太田さん:非常に岸本さんらしい作品でした。

社会問題を提起する部分もある物語で、孤独死など、人の死や死んで死別した人の気持ちを取り扱っています。

彼女が、こだわっている題材なのだと感じています。

カメラマンとして、監督の想いをどれだけ映像化できるかが肝です。

僕の考えとしては、もっと監督が撮り方や見え方まで決める方がいいと思っています。

取捨選択は監督の役目ですが、そこに至る過程では提案できる立場でありたいと、思っています。

—–それでは、岸本監督が「死」をテーマに作品を作り続ける目的は、なんでしょう?

太田さん:それは本人にしか分からない部分もあると思いますが、監督の人生の中で特に引っかかる「何か」があったんだと思います。

それを映画として発信しているのではないでしょうか。

—–死をテーマにする意図は、ある種、永遠のテーマなんですよね。人は、死と隣り合わせですよね。その表裏一体として、死の反対側には生きる、生があると思います。ここから現場の話ですが、監督と撮影部だけでなく、撮影と照明にもある種、親和性があると思いますが、本作では両部署を担当している太田さんですが、カメラだけに集中するのではなく、二つの作業を担う中、カメラと照明が持つ相互関係における重要性は何でしょうか?

太田さん:撮影する段階で、カメラと照明は切り離せない存在です。

光があるから、物が見えますよね。

すべて大切な部署ですが、その中でも撮影において、照明は最も重要なポジションの一つです。

カメラマンは、照明を自分で操作するか、専門の照明部さんと組むかなどし、関わる必要があると考えています。

—–撮影部と照明部は、合わせてワンセットのイメージが強いですね。また、本作の主人公は愛したい、愛されたいという愛情に囚われていますが、何かが解き放たれた瞬間が終盤の場面で見受けられます。太田さんはカメラのファインダーを通して、あの場面に対して何を感じ取ることができましたか?

太田さん:あの最後の最後ですよね。

彼は、親に愛されたいという感情があって、死んでしまった父親と心の中で対峙しています。

あの場面ではやはり、主人公自身、変化はあったんだと思うんです。

それは、カメラ越しに感じ取る事ができました。

それがうまく、映像として表現されていればと思います。

##############################

◆ **作業指示**
a. 撮影についてのインタビューにある「撮影する段階で、カメラと照明は切り離せない存在です。」という一文を英語に訳してほしい。
b. 撮影についてのインタビューを、最後の文の後から書き継いでほしい。
記録は本文とは別の資料である。

##############################

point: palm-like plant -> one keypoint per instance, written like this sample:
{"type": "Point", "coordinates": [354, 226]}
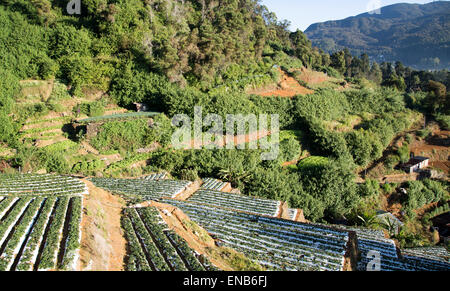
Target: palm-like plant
{"type": "Point", "coordinates": [390, 226]}
{"type": "Point", "coordinates": [368, 219]}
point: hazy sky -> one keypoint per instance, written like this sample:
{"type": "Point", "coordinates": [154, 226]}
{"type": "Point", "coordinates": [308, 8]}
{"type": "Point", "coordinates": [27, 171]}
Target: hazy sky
{"type": "Point", "coordinates": [303, 13]}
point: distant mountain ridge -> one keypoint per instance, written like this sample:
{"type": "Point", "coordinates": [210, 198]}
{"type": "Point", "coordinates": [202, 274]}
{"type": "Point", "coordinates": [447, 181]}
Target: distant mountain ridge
{"type": "Point", "coordinates": [418, 35]}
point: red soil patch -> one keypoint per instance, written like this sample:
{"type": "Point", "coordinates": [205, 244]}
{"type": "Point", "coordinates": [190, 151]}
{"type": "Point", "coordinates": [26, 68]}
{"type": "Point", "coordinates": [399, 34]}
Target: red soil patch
{"type": "Point", "coordinates": [103, 244]}
{"type": "Point", "coordinates": [312, 77]}
{"type": "Point", "coordinates": [288, 87]}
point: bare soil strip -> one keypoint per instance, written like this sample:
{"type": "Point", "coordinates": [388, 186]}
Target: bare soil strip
{"type": "Point", "coordinates": [44, 239]}
{"type": "Point", "coordinates": [103, 245]}
{"type": "Point", "coordinates": [65, 233]}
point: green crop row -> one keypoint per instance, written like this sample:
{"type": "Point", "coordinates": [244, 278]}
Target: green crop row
{"type": "Point", "coordinates": [26, 261]}
{"type": "Point", "coordinates": [50, 251]}
{"type": "Point", "coordinates": [7, 257]}
{"type": "Point", "coordinates": [73, 236]}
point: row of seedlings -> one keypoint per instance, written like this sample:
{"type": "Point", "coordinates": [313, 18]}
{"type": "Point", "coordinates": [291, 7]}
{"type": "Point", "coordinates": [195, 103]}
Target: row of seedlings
{"type": "Point", "coordinates": [372, 242]}
{"type": "Point", "coordinates": [35, 184]}
{"type": "Point", "coordinates": [213, 184]}
{"type": "Point", "coordinates": [292, 213]}
{"type": "Point", "coordinates": [275, 243]}
{"type": "Point", "coordinates": [152, 246]}
{"type": "Point", "coordinates": [155, 176]}
{"type": "Point", "coordinates": [148, 190]}
{"type": "Point", "coordinates": [40, 233]}
{"type": "Point", "coordinates": [237, 202]}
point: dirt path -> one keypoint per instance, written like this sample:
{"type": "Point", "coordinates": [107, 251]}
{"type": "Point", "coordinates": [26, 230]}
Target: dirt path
{"type": "Point", "coordinates": [199, 239]}
{"type": "Point", "coordinates": [103, 245]}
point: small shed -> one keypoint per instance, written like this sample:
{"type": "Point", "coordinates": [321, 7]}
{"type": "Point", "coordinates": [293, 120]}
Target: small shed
{"type": "Point", "coordinates": [389, 218]}
{"type": "Point", "coordinates": [415, 164]}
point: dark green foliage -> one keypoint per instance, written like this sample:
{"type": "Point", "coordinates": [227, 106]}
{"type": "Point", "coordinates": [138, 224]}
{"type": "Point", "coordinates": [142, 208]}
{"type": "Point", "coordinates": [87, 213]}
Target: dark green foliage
{"type": "Point", "coordinates": [364, 146]}
{"type": "Point", "coordinates": [423, 193]}
{"type": "Point", "coordinates": [118, 135]}
{"type": "Point", "coordinates": [323, 105]}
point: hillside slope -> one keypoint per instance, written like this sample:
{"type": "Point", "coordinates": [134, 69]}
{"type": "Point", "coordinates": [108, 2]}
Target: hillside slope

##############################

◆ **回答一覧**
a. At the shooting stage, the camera and the lighting are inseparable.

b.
—–撮影部としてのカメラで表現する事も大切だと思いますが、その観点で考えれば、カメラで表現できたと思いますか?

太田さん:先程お話したように、照明をカメラでの表現の一部だと考えるならば、まだ劇場で観れていないので(インタビューを行ったのは、上映開始前でした)何とも言えないですが、僕はうまく行ったと思っています。

また監督にはあるカットでライティングを通して見せたい演出があり、僕にはそれを映像として表現したいという思いがありました。

—–作品の冒頭と終盤での照明の当て方が、主人公の心情を表現しているようにも受け取ることができましたが、今回は主人公のキャラクター設定によりフィットしたライティング作業を行いましたか?

太田さん:主人公の心情を照明で表現できているのであれば、非常に嬉しい事です。

監督と脚本が求めている映像を、忠実に作るのが僕たち撮影部や照明部の仕事です。

作品の理解を深めて行くと、物語が必要としている光の当たり方や量が、導き出されます。

それに沿って、組み立てていった結果が、映像に現れているんだと思います。

—–映像制作において、照明の重要性とは何か、教えて頂きますか?

太田さん:どんな物に対しても、光が当たってないと認識できないですよね。

同じ対象物であっても、光の当たり方によって、見え方は違ってきます。

顔の向き一つ変えるだけでも、表情と印象が違って見える事があります。

被写体自体の角度によるところもありますが、光の角度や当たり方によって、影の出方が違うことでも印象が変わってきます。

そのため、同じ能面であっても、表情が違って見えたりもします。

だからこそ、照明は重要なポジションを占めていると思います。

—–監督や役者だけでなく、もっと技術の世界も一般に広めたいと考えています。総合芸術だからこそ、色んな部署を知ってもいいと思っています。また、映画の世界を目指す最初のきっかけは、監督ですよね。自分も若い頃は、憧れでした。でも、映画は監督だけではなく、関係者皆さんの作品ですよね。

太田さん:僕が思うのは、制作部が、現場で一番重要なポジションなんです。

演出部、俳優部、撮影部、照明部と、部署は多岐に渡りますが、制作部(※2)の存在がとても重要です。

—–製作経験もあり、制作部に近い事もしましたが、正直嫌でした。車番も荷物番も。目の前に撮影現場があるのに、一人だけ機材を見張る役目は抵抗がありました。でも、それが一番、大切な事なんですよね。

太田さん:そうなんです。制作部の方がいなかったら、その現場はめちゃくちゃになると思います。

現場の関係者の食事を用意し買いに行くのも、基本は制作部の仕事です。

突然、必要になった小道具を走って買いに行くのも、大切な役割です。

挙げれば、キリがないですが、それをしてくれる方がいるからこそ、現場が成り立つんです。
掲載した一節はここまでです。